R- Oui, mais ça me fait rire. La CFDT a proposé cette conférence en octobre 2005, on nous a dit : "on n'est pas prêts, c'est trop tôt". Et là, on dirait : "on est peut-être trop prêts, c'est trop tard" ? Mais alors que fait-on ? Cela veut dire qu'à chaque fois qu'on a une élection présidentielle, on ne se préoccupe pas des problèmes sociaux ? Nous, les organisations syndicales, on n'est pas sur le calendrier politique. Donc déjà, je l'ai dit, il y a des mesures immédiates qui peuvent être prises, et là le Gouvernement va le faire, et puis on peut entamer ce travail sur la réflexion des moyens de l'Etat par rapport à cette évolution salariale. Tout le travail qu'on aura engagé sera gagné pour l'avenir.
Q- Donc c'est une réunion pour la galerie ?
R- Non. Nous, nous voulons une réunion efficace sur les mesures immédiates que j'ai annoncées, et on veut un travail de fond, pour pouvoir, dans les mois prochains, prendre des décisions sur le fond, sur l'évolution des salaires dans notre pays. Et puis, après tout, la majorité qui sera élue pourra bénéficier du bon travail qu'on aura fait.
Q- Et les mois prochains, c'est quoi ? C'est plutôt après mai, juin et les échéances électorales ?

========================================================================

▶ [À réaliser]:
A. Reproduisez le passage de l'entretien allant de "R- Non. Nous, nous" jusqu'à "échéances électorales ?".
B. Dans l'entretien, condensez sous forme de liste le paragraphe commençant par « R- Non. Nous, nous voulons », en conservant ses faits principaux.
C. Répondez brièvement aux questions suivantes à partir de l'entretien :
(i) Quand la CFDT a-t-elle proposé cette conférence ?
(ii) Selon la deuxième réponse, qui pourra bénéficier du travail accompli ?
(iii) Quels mois la dernière question cite-t-elle ?

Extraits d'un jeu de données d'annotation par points
========================================================================

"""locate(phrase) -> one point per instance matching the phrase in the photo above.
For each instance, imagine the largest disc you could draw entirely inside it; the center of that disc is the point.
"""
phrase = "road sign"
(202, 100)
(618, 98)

========================================================================

▶ [Corrigé des tâches]:
A.
R- Non. Nous, nous voulons une réunion efficace sur les mesures immédiates que j'ai annoncées, et on veut un travail de fond, pour pouvoir, dans les mois prochains, prendre des décisions sur le fond, sur l'évolution des salaires dans notre pays. Et puis, après tout, la majorité qui sera élue pourra bénéficier du bon travail qu'on aura fait.
Q- Et les mois prochains, c'est quoi ? C'est plutôt après mai, juin et les échéances électorales ?

B.
- Objectif : une réunion efficace sur les mesures immédiates annoncées.
- Un travail de fond pour prendre, dans les mois prochains, des décisions sur l'évolution des salaires dans le pays.
- La majorité qui sera élue pourra bénéficier de ce travail.

C.
(i) En octobre 2005.
(ii) La majorité qui sera élue.
(iii) Mai et juin.